*** Opening GIVEN INFORMATION ***

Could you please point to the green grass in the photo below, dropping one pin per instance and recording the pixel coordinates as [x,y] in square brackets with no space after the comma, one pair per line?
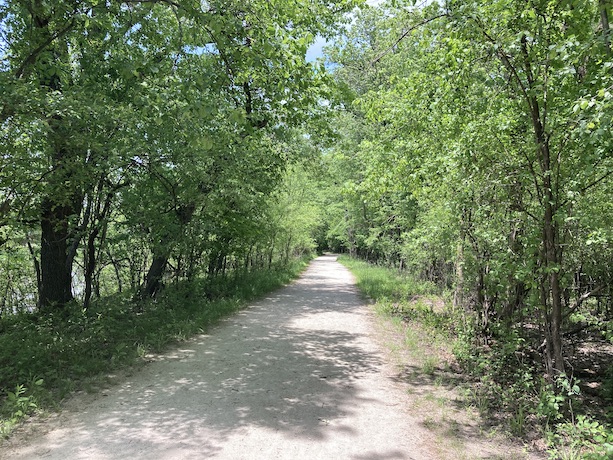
[381,283]
[45,357]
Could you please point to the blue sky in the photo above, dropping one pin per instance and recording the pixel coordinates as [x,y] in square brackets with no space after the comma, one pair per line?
[316,49]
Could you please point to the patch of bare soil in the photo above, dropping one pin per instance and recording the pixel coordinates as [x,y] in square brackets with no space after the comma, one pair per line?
[427,370]
[299,375]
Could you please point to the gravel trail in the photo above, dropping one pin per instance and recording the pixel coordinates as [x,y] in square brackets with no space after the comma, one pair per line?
[297,375]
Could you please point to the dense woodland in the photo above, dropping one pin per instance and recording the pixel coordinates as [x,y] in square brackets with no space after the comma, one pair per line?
[467,143]
[149,141]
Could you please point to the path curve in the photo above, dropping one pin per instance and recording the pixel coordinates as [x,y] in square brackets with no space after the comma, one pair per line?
[297,375]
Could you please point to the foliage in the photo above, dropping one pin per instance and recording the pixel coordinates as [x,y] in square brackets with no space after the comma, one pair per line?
[76,348]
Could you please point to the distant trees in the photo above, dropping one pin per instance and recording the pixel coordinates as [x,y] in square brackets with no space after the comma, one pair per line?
[144,139]
[476,151]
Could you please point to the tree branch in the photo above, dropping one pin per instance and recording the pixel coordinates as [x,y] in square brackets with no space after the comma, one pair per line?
[405,34]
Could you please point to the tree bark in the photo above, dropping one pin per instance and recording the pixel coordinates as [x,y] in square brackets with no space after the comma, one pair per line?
[56,271]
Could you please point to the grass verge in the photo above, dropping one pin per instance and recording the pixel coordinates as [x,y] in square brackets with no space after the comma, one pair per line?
[46,357]
[498,379]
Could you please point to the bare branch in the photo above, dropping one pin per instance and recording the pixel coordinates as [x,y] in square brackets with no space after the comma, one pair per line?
[405,34]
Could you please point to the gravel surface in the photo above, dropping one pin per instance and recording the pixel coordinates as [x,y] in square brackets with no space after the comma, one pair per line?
[297,375]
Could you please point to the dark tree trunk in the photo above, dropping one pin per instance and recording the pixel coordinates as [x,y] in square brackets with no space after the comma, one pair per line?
[56,276]
[154,276]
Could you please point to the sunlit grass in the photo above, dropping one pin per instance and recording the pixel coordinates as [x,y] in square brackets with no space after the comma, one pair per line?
[75,349]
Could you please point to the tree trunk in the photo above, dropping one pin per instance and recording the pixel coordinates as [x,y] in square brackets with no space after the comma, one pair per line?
[56,276]
[153,279]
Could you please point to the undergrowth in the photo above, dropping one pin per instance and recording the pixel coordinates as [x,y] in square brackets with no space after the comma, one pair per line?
[46,356]
[505,384]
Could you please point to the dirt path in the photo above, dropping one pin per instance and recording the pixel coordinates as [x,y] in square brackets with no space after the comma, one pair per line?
[298,375]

*** Closing GIVEN INFORMATION ***

*WHAT THIS TASK INVOLVES*
Could you repeat all of the data exactly, minus the pictures?

*FINAL ANSWER*
Could you please point to the green grass in the photo below, dropping one pin per instance and recording the pixel coordinates as [x,y] in square brackets with no space after the comma, one pair per line?
[381,283]
[45,357]
Could you please point to the blue sky in the photo above, dropping one pin per instance and recording the pixel coordinates as [x,y] in square brackets with no space after the comma, one pair per line?
[316,49]
Could you please point to the patch of bare soil in the photo above, dropping one pin per instance and recording the pixel coordinates as [x,y] in square brackets with no space after the comma, one pair per line?
[427,370]
[299,375]
Could you please point to the gravel trail in the photo above, dropping one pin per instance and recording the pixel coordinates as [x,y] in square brackets with no space after the comma, one pair per line?
[297,375]
Could you please point to the dense woodland in the photo above, dropping one pin per instance and recording the pixel coordinates as [x,y] in square brackets with no space after the comma, one pair per line?
[467,143]
[149,141]
Could you please point to the path curve in the photo above, dropping one pin per instance and recording the pixel coordinates as [x,y] in square brackets with no space after the comma, one pair per line?
[297,375]
Could you please point to the foliage in the photo above, dropping one pin per instance and recording the pixel coordinates as [x,y] in square brackets with no space after the comma, one pair per line?
[76,348]
Could you please point to the distant trees in the photo above, dropping one pin per instance and recording the pixel coordinates as [x,y] in square brackets with no space after the comma, one pair per line?
[144,139]
[476,151]
Could you please point to the tree branch in the photo above, dropping one pin per instance and recording the pixel coordinates as [x,y] in square brackets with no space after the comma, one pair per line?
[405,34]
Could you please point to the tree bark in the photo above, dropping one pin per instance and recording the pixel coordinates as [x,y] in square brackets with no space after the comma, one pair per line?
[56,271]
Could you please point to the grass verge in the photo above, dropping one pin per instance and recording the pixel coordinates as [x,y] in square brackets with no space after the comma, one pair per line?
[46,357]
[498,379]
Could you please point to the bare branch in the photo above, dropping one pin per instance and recording the pixel coordinates as [x,y] in square brackets with no space after the comma, one pair per line?
[405,34]
Could you please point to the gravel surface in the photo above, dropping one pin per instance and recording the pixel coordinates as [x,y] in square brackets with no space after the comma, one pair per line?
[297,375]
Could you please point to the dark tree trunk in the photo above, dropping one pin per instance and recording the pixel coordinates as [x,y] in square brackets with no space after the comma, one pair per line?
[56,276]
[154,276]
Could you please point to the sunlit grass in the photo above, dropping one pin per instance and recording the pixel coordinates as [x,y] in square brackets with no space after the comma, one pair per line?
[75,349]
Could you please point to the tree trunk in the photo above, dropping one pin per instance and recording the pixel coordinates as [x,y] in square brackets with no space after the comma, one pair per line?
[56,276]
[153,279]
Could you please point to the undergrowth in the photo above, dropping one pin per instance and recording the pixel coordinates as [x,y] in square brackets with no space after the comma, one pair per line?
[46,356]
[505,384]
Could you please point to the dirt path in the photo above, dropping one pin per instance and recording the pixel coordinates as [x,y] in square brackets with no space after the comma, one pair per line?
[298,375]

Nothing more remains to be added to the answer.